INSTRUCTIONS TO FOLLOW: Copy the records below exactly, but leave out any picture they contain.

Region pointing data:
::::::

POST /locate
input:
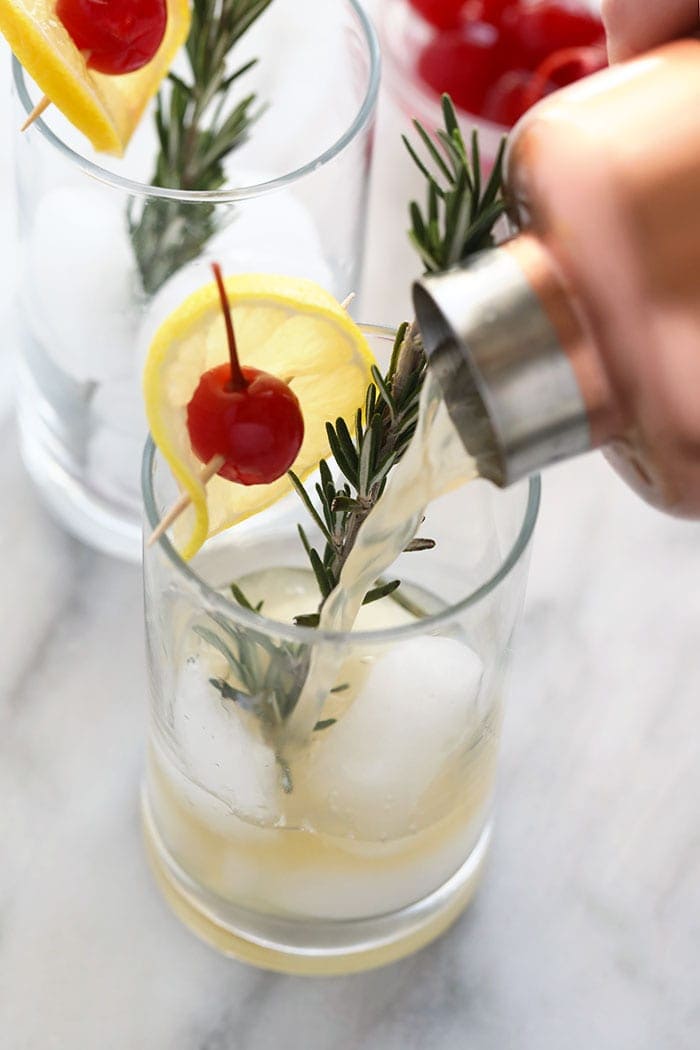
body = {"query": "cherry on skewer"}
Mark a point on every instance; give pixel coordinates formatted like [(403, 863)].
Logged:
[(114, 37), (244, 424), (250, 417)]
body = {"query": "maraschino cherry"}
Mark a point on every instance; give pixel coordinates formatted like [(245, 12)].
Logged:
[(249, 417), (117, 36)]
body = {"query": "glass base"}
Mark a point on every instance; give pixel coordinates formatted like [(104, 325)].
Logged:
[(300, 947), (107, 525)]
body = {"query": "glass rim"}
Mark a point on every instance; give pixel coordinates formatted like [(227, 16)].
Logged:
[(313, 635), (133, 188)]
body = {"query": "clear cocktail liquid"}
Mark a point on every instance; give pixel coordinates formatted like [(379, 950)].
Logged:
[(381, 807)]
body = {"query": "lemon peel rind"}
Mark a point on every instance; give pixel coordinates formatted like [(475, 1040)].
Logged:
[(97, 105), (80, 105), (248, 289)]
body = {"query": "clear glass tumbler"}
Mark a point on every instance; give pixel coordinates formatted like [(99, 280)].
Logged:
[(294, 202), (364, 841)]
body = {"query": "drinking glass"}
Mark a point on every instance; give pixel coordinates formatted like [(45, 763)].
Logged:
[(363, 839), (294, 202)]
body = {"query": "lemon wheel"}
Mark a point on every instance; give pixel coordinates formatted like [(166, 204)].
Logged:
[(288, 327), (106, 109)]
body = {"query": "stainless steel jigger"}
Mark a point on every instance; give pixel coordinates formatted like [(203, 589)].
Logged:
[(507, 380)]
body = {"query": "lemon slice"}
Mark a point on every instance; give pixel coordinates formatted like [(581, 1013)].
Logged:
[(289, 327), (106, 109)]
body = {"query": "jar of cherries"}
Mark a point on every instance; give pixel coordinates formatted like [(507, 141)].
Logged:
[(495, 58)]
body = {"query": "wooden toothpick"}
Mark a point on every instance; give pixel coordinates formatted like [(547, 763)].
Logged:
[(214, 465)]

::::::

TASK ANSWER:
POST /locate
input:
body = {"query": "cherry on skewer"}
Mark a point on every instance; give pixel coordinates formatted like [(403, 863)].
Logged:
[(114, 37), (244, 424), (250, 417)]
body = {"query": "maraschino cherry"}
Mark a point on every instance; give pixel coordinates formatted like [(245, 12)].
Logged:
[(249, 417), (117, 36)]
body = {"query": "glass base"}
Mark a point on every instance; give pixel coordinates formatted like [(104, 325)].
Logged:
[(300, 947), (107, 525)]
body = {"query": "glass rim"}
Mark a point on every instance; give pixel coordinates formatted like [(227, 16)].
Logged:
[(313, 635), (133, 188)]
body = {"query": "clear cocktail liquid"}
Mark a point on every instance; give pixel coordinates formatted like [(379, 950)].
Logged:
[(381, 807)]
body = {"query": "lemon peel rind"}
Mark a point on every instance; give pixel coordinates formatted like [(475, 1040)].
Logged:
[(97, 105), (80, 105), (248, 289)]
body = {"query": "clear glass tumbler"}
Mark a point on every instance; give pixel coordinates formatted like [(99, 280)].
Logged:
[(294, 202), (364, 841)]
body = {"query": "drinking glass"}
Mark a point on every instance; give pixel coordinates formatted like [(45, 763)].
Logged:
[(363, 839), (294, 202)]
body = {"query": "lemon wheel"}
Mark a point on every instance; give pixel coordinates formatted like [(166, 204)].
Logged:
[(288, 327), (106, 109)]
body = {"query": "stainless steel jigger"}
Mark a point on every instance; give pixel coordinates formatted like [(203, 589)].
Logged:
[(507, 380)]
body = {"query": "lemon slice"}
Mark a point on every instance; give pixel coordinates formatted like [(581, 1013)].
Logged:
[(289, 327), (106, 109)]
body = {"query": "jar of cherries"}
Mark a point on every instance; give pixel coordinates formatted like [(507, 141)].
Logged:
[(495, 58)]
body = {"query": "wooden toothpick"}
Mark a point on every instance; give pixel coordinates formatted like [(547, 763)].
Logged:
[(214, 465)]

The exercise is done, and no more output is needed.